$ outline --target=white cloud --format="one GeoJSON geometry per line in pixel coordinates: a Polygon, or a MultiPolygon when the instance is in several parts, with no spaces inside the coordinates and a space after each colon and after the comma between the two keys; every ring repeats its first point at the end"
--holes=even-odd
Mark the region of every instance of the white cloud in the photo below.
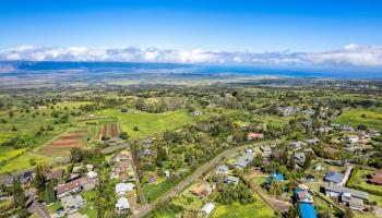
{"type": "Polygon", "coordinates": [[[175,63],[244,63],[264,65],[356,65],[382,66],[382,47],[350,44],[343,49],[324,52],[225,52],[202,49],[124,49],[85,47],[21,46],[0,51],[0,60],[29,61],[131,61],[175,63]]]}

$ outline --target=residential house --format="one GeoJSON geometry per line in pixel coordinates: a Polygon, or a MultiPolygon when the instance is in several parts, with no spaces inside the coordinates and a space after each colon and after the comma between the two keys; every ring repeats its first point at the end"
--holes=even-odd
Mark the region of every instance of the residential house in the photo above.
{"type": "Polygon", "coordinates": [[[303,162],[307,159],[305,153],[296,153],[294,158],[295,158],[296,162],[299,164],[299,165],[303,165],[303,162]]]}
{"type": "Polygon", "coordinates": [[[216,169],[216,174],[227,174],[228,173],[228,167],[225,165],[220,165],[216,169]]]}
{"type": "Polygon", "coordinates": [[[239,169],[244,169],[248,164],[250,164],[253,160],[253,154],[251,153],[244,153],[240,157],[236,159],[234,162],[234,166],[239,168],[239,169]]]}
{"type": "Polygon", "coordinates": [[[263,138],[264,134],[263,133],[248,133],[247,138],[249,141],[256,140],[256,138],[263,138]]]}
{"type": "Polygon", "coordinates": [[[284,175],[279,174],[279,173],[272,173],[267,179],[266,179],[266,183],[271,183],[272,180],[275,180],[277,182],[282,182],[284,181],[284,175]]]}
{"type": "Polygon", "coordinates": [[[118,202],[116,204],[116,209],[119,213],[124,213],[126,210],[130,209],[130,204],[129,204],[128,198],[126,198],[126,197],[118,198],[118,202]]]}
{"type": "Polygon", "coordinates": [[[321,133],[321,134],[327,134],[330,132],[333,132],[333,128],[322,126],[322,128],[317,129],[315,132],[321,133]]]}
{"type": "Polygon", "coordinates": [[[341,130],[342,130],[343,132],[354,132],[354,128],[351,128],[351,126],[346,126],[346,125],[341,126],[341,130]]]}
{"type": "Polygon", "coordinates": [[[343,140],[345,142],[348,142],[348,143],[357,143],[359,141],[359,136],[358,135],[345,135],[343,137],[343,140]]]}
{"type": "Polygon", "coordinates": [[[303,143],[301,141],[297,141],[297,142],[293,142],[289,144],[289,146],[295,149],[295,150],[299,150],[301,149],[302,147],[307,146],[307,143],[303,143]]]}
{"type": "Polygon", "coordinates": [[[308,203],[308,204],[314,203],[313,197],[308,193],[308,191],[298,189],[295,191],[295,196],[299,203],[308,203]]]}
{"type": "Polygon", "coordinates": [[[272,147],[270,145],[261,145],[260,146],[260,149],[261,149],[261,156],[262,157],[271,157],[271,154],[272,154],[272,147]]]}
{"type": "Polygon", "coordinates": [[[284,108],[279,107],[278,110],[283,113],[284,117],[295,116],[299,111],[298,108],[290,106],[284,108]]]}
{"type": "Polygon", "coordinates": [[[83,185],[85,184],[85,180],[83,178],[63,183],[58,184],[56,189],[56,194],[58,198],[68,196],[70,193],[80,192],[83,189],[83,185]]]}
{"type": "Polygon", "coordinates": [[[215,208],[215,205],[208,202],[201,209],[201,214],[208,216],[212,213],[212,210],[214,210],[214,208],[215,208]]]}
{"type": "Polygon", "coordinates": [[[334,183],[334,184],[341,183],[343,179],[344,179],[344,174],[335,171],[329,171],[324,177],[324,181],[329,183],[334,183]]]}
{"type": "Polygon", "coordinates": [[[315,110],[314,109],[307,109],[302,111],[306,116],[314,116],[315,114],[315,110]]]}
{"type": "Polygon", "coordinates": [[[200,198],[204,198],[208,196],[212,192],[212,189],[210,187],[210,184],[206,182],[202,182],[194,186],[191,191],[192,194],[199,196],[200,198]]]}
{"type": "Polygon", "coordinates": [[[95,172],[95,171],[88,171],[88,172],[87,172],[87,178],[88,178],[89,180],[96,180],[96,179],[98,178],[98,174],[97,174],[97,172],[95,172]]]}
{"type": "Polygon", "coordinates": [[[317,145],[320,142],[319,138],[306,140],[306,143],[309,145],[317,145]]]}
{"type": "Polygon", "coordinates": [[[317,218],[314,206],[308,203],[299,203],[301,218],[317,218]]]}
{"type": "Polygon", "coordinates": [[[89,171],[93,171],[94,166],[93,166],[93,165],[86,165],[86,169],[87,169],[88,172],[89,172],[89,171]]]}
{"type": "Polygon", "coordinates": [[[45,173],[47,180],[60,180],[63,177],[63,170],[49,171],[45,173]]]}
{"type": "Polygon", "coordinates": [[[365,208],[363,201],[367,201],[369,197],[367,192],[333,184],[326,185],[324,190],[326,196],[337,197],[351,209],[362,210],[365,208]]]}
{"type": "Polygon", "coordinates": [[[224,178],[224,182],[227,183],[227,184],[234,184],[237,185],[240,181],[240,178],[237,178],[237,177],[232,177],[232,175],[228,175],[226,178],[224,178]]]}
{"type": "Polygon", "coordinates": [[[133,183],[118,183],[116,184],[116,194],[118,196],[123,196],[126,195],[128,192],[133,191],[135,187],[135,185],[133,183]]]}
{"type": "Polygon", "coordinates": [[[67,213],[73,213],[86,205],[86,201],[81,195],[68,195],[61,198],[61,204],[67,213]]]}
{"type": "Polygon", "coordinates": [[[382,185],[382,170],[371,173],[369,182],[375,185],[382,185]]]}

:::

What the task asks =
Can you reproduce all of the entries above word for word, omitting the pictures?

The answer =
$ outline --target=white cloud --format="one GeoJSON geometry per line in pixel coordinates: a Polygon, or a MultiPolygon when the instance is in several parts, with no spaces inside the coordinates and a space after each colon and after the comma between the two keys; every ring repeats its first point at the end"
--holes=even-odd
Mark the region of every instance of the white cloud in the photo below.
{"type": "Polygon", "coordinates": [[[175,63],[244,63],[264,65],[356,65],[382,66],[382,47],[350,44],[343,49],[324,52],[225,52],[202,49],[124,49],[85,47],[21,46],[0,51],[0,60],[29,61],[131,61],[175,63]]]}

$ outline --target=residential house --format="one GeoJSON geometry per line in pixel coordinates: a Polygon, or a MultiPolygon when the instance is in several parts, with no spaces inside the coordinates and a space after each colon and after the comma between the two keys; every ring repeats its first point at the end"
--holes=even-odd
Mark the region of every instance of the residential house in the photo above.
{"type": "Polygon", "coordinates": [[[303,162],[307,159],[305,153],[296,153],[294,158],[295,158],[296,162],[299,164],[299,165],[303,165],[303,162]]]}
{"type": "Polygon", "coordinates": [[[216,169],[216,174],[227,174],[228,173],[228,167],[225,165],[220,165],[216,169]]]}
{"type": "Polygon", "coordinates": [[[239,169],[244,169],[248,164],[250,164],[253,160],[253,154],[251,153],[244,153],[240,157],[236,159],[234,162],[234,166],[239,168],[239,169]]]}
{"type": "Polygon", "coordinates": [[[263,138],[264,134],[263,133],[248,133],[247,138],[249,141],[256,140],[256,138],[263,138]]]}
{"type": "Polygon", "coordinates": [[[284,175],[279,174],[279,173],[272,173],[267,179],[266,179],[266,183],[271,183],[272,180],[275,180],[277,182],[282,182],[284,181],[284,175]]]}
{"type": "Polygon", "coordinates": [[[118,202],[116,204],[116,209],[119,213],[124,213],[126,210],[130,209],[130,204],[129,204],[128,198],[126,198],[126,197],[118,198],[118,202]]]}
{"type": "Polygon", "coordinates": [[[321,133],[321,134],[327,134],[330,132],[333,132],[333,128],[322,126],[322,128],[317,129],[315,132],[321,133]]]}
{"type": "Polygon", "coordinates": [[[341,130],[342,130],[343,132],[354,132],[354,128],[351,128],[351,126],[346,126],[346,125],[341,126],[341,130]]]}
{"type": "Polygon", "coordinates": [[[343,140],[345,142],[348,142],[348,143],[357,143],[359,141],[359,136],[358,135],[345,135],[343,137],[343,140]]]}
{"type": "Polygon", "coordinates": [[[303,143],[301,141],[297,141],[297,142],[293,142],[289,144],[289,146],[295,149],[295,150],[299,150],[301,149],[302,147],[307,146],[307,143],[303,143]]]}
{"type": "Polygon", "coordinates": [[[308,203],[308,204],[314,203],[313,197],[308,193],[308,191],[298,189],[295,191],[295,196],[299,203],[308,203]]]}
{"type": "Polygon", "coordinates": [[[272,147],[270,145],[261,145],[260,146],[260,149],[261,149],[261,156],[262,157],[271,157],[271,154],[272,154],[272,147]]]}
{"type": "Polygon", "coordinates": [[[284,108],[279,107],[278,110],[283,113],[284,117],[295,116],[299,111],[298,108],[290,106],[284,108]]]}
{"type": "Polygon", "coordinates": [[[83,185],[85,184],[85,180],[83,178],[63,183],[58,184],[56,189],[56,194],[58,198],[68,196],[70,193],[80,192],[83,189],[83,185]]]}
{"type": "Polygon", "coordinates": [[[215,208],[215,205],[208,202],[201,209],[201,214],[208,216],[212,213],[212,210],[214,210],[214,208],[215,208]]]}
{"type": "Polygon", "coordinates": [[[334,183],[334,184],[341,183],[343,179],[344,179],[344,174],[335,171],[329,171],[324,177],[324,181],[329,183],[334,183]]]}
{"type": "Polygon", "coordinates": [[[315,110],[314,109],[307,109],[302,111],[306,116],[314,116],[315,114],[315,110]]]}
{"type": "Polygon", "coordinates": [[[200,198],[204,198],[208,196],[212,192],[212,189],[210,187],[210,184],[206,182],[202,182],[194,186],[191,191],[192,194],[199,196],[200,198]]]}
{"type": "Polygon", "coordinates": [[[95,172],[95,171],[88,171],[88,172],[87,172],[87,178],[88,178],[89,180],[96,180],[96,179],[98,178],[98,174],[97,174],[97,172],[95,172]]]}
{"type": "Polygon", "coordinates": [[[317,145],[320,142],[319,138],[306,140],[306,143],[309,145],[317,145]]]}
{"type": "Polygon", "coordinates": [[[317,218],[314,206],[308,203],[299,203],[301,218],[317,218]]]}
{"type": "Polygon", "coordinates": [[[89,171],[93,171],[94,166],[93,166],[93,165],[86,165],[86,169],[87,169],[88,172],[89,172],[89,171]]]}
{"type": "Polygon", "coordinates": [[[45,173],[47,180],[60,180],[63,177],[63,170],[49,171],[45,173]]]}
{"type": "Polygon", "coordinates": [[[365,208],[363,201],[367,201],[369,197],[367,192],[333,184],[326,185],[324,190],[326,196],[337,197],[351,209],[362,210],[365,208]]]}
{"type": "Polygon", "coordinates": [[[224,178],[224,182],[227,183],[227,184],[234,184],[237,185],[240,181],[240,178],[237,178],[237,177],[232,177],[232,175],[228,175],[226,178],[224,178]]]}
{"type": "Polygon", "coordinates": [[[133,183],[118,183],[116,184],[116,194],[118,196],[123,196],[126,195],[128,192],[133,191],[135,187],[135,185],[133,183]]]}
{"type": "Polygon", "coordinates": [[[67,213],[73,213],[86,205],[86,201],[81,195],[68,195],[61,198],[61,204],[67,213]]]}
{"type": "Polygon", "coordinates": [[[382,185],[382,170],[371,173],[369,182],[375,185],[382,185]]]}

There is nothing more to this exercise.